## STATED TASK
In the appellate opinion excerpt below, why is the entire trial record reviewed for both of the defendant's motions? Explain in one to three sentences.

## PROVIDED PASSAGE
§ §
At most, the defendant’s car strayed over the yellow line for approximately two seconds before hitting the Varden motorcycle. There was no evidence that the defendant took any evasive action to avoid the motorcycles after he drove into their lane. There was no evidence that any of the vehicles involved were speeding. Nor was there any evidence that the defendant was under the influence of alcohol or drugs at the time.

The grand jury returned three indictments alleging that the defendant negligently caused the death of Gary Varden, Joyce Varden and Claudia Huffman, respectively. The grand jury also returned a fourth indictment alleging that the defendant negligently caused serious bodily injury to Rick Huffman. At the conclusion of the State’s case, the defendant moved unsuccessfully to dismiss the indictments on the ground that the State had failed to prove beyond a reasonable doubt that his conduct was criminally negligent. See RSA 630:3, I; see also State v. Rollins-Ercolino, 149 N.H. 336, 341 (2003) (holding that vehicular assault statute, RSA 265:79-a, requires proof of criminal negligence). After the jury returned guilty verdicts on all charged offenses, the defendant moved for JNOV on the grounds that the evidence was insufficient to support the verdicts and that the verdicts were against the weight of the evidence. The trial court denied the motion on both grounds, and this appeal followed.

The defendant first argues that the trial court erred when it denied his motions to dismiss the indictments at the close of the State’s case and to set aside the jury’s verdict based upon sufficiency of the evidence. He contends that the evidence was insufficient to establish that his conduct was criminally negligent. “Because the defendant chose to present a case after unsuccessfully moving to dismiss, however, the issue on appeal as to both motions is the sufficiency of the evidence and we review the entire trial record to make that determination.” State v. Hull, 149 N.H. 706, 711-12 (2003).

To prevail upon his challenge to the sufficiency of the evidence, the defendant must prove that no rational trier of fact, viewing all of the evidence and all reasonable inferences from it in the light most favorable to the State, could have found guilt beyond a reasonable doubt. State v. Evans, 150 N.H. 416, 424 (2003). When the evidence is solely circumstantial, it must exclude all rational conclusions except guilt. Id. Under this standard, however, we still consider the evidence in the light most favorable to the State and examine each evidentiary item in context, not in isolation. Id.
§ §
## EXTRACTED DATA

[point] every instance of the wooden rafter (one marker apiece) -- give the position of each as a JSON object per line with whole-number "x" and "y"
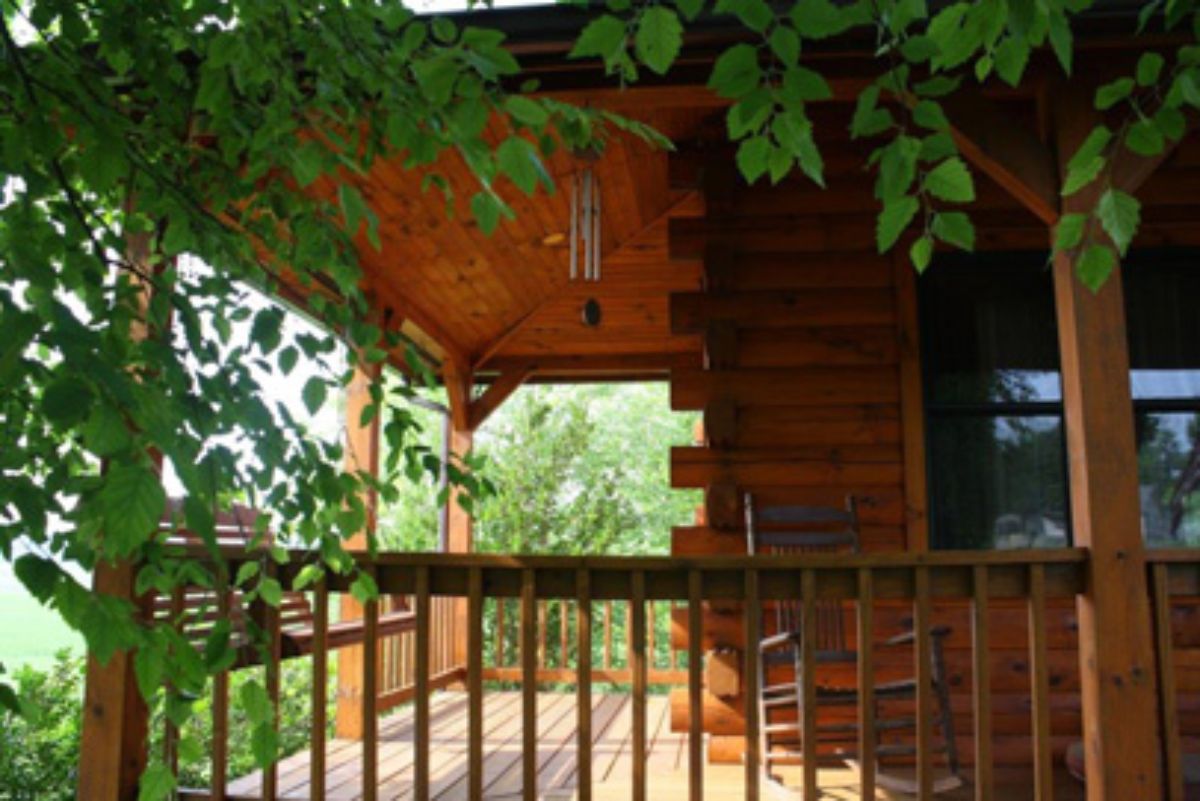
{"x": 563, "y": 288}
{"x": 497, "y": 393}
§ §
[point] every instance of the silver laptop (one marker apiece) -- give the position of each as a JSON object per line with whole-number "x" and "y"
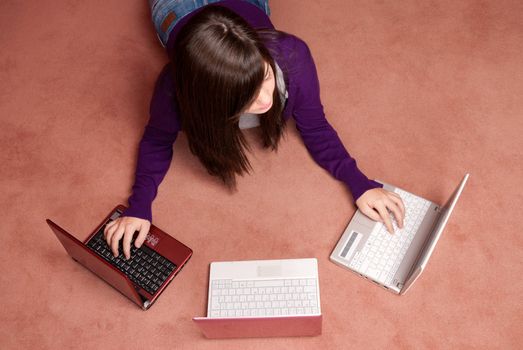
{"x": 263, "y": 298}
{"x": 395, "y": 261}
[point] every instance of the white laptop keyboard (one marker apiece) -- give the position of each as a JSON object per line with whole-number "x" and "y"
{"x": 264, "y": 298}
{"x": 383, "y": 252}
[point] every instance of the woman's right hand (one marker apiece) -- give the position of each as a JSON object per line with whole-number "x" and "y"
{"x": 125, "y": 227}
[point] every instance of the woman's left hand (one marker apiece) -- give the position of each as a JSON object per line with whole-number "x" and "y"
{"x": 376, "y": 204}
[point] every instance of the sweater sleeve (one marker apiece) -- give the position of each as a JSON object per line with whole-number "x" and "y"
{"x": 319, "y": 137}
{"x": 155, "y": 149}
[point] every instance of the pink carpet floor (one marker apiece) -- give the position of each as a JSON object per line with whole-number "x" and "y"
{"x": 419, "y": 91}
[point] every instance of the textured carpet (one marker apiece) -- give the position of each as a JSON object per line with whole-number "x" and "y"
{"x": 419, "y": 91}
§ §
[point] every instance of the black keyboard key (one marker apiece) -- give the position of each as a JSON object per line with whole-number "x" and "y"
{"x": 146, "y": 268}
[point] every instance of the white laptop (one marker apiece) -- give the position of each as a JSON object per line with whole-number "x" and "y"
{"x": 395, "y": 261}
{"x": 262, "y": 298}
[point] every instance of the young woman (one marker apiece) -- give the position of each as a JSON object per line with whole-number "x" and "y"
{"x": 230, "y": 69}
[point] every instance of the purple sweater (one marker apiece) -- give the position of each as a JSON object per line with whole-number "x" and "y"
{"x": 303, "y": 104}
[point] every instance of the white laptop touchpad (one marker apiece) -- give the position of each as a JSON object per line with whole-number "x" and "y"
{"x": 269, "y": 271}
§ §
## RESULT
The defendant chose to present a case after his motion to dismiss at the close of the State's case failed. Because of that, the issue on appeal for both that motion and the motion to set aside the verdict is the sufficiency of the evidence, and the court decides it by reviewing the entire trial record.